Data records -
• • • • • • •
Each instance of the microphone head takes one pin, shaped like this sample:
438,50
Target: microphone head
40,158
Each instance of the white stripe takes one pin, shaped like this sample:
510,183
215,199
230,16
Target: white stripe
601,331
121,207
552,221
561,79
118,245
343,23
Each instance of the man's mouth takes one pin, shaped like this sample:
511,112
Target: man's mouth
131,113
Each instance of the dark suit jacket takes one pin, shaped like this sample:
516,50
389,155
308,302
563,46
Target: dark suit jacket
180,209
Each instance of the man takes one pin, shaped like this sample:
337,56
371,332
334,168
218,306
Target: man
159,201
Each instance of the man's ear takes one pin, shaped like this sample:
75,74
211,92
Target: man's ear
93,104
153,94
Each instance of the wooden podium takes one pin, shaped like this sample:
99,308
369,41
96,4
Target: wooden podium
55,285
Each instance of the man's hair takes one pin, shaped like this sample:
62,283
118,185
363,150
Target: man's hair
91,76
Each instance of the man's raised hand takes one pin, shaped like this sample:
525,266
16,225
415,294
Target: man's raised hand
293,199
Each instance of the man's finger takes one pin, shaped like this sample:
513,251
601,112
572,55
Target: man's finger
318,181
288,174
• • • • • • •
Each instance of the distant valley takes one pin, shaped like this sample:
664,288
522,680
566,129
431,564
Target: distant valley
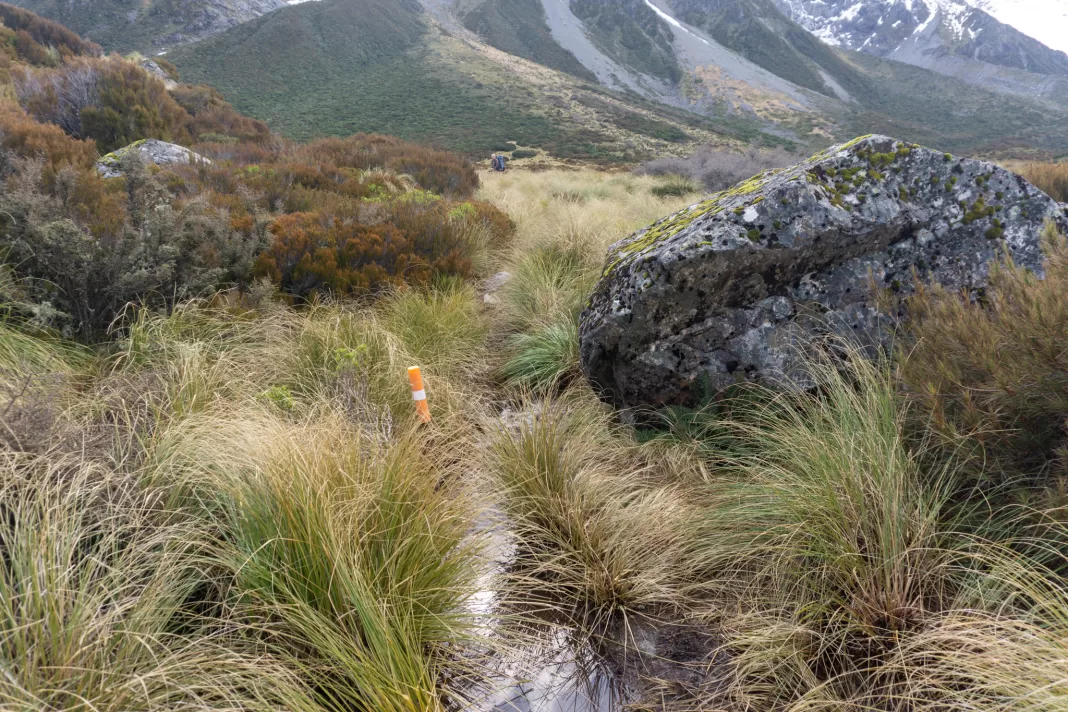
• • • • • • •
PROBLEM STATEMENT -
Which lines in the records contain the word "mouth"? Pick out each one and copy it in full.

EXPECTED ANSWER -
Each instance of the man's mouth takes one pin, shaped like this sample:
Target: man's mouth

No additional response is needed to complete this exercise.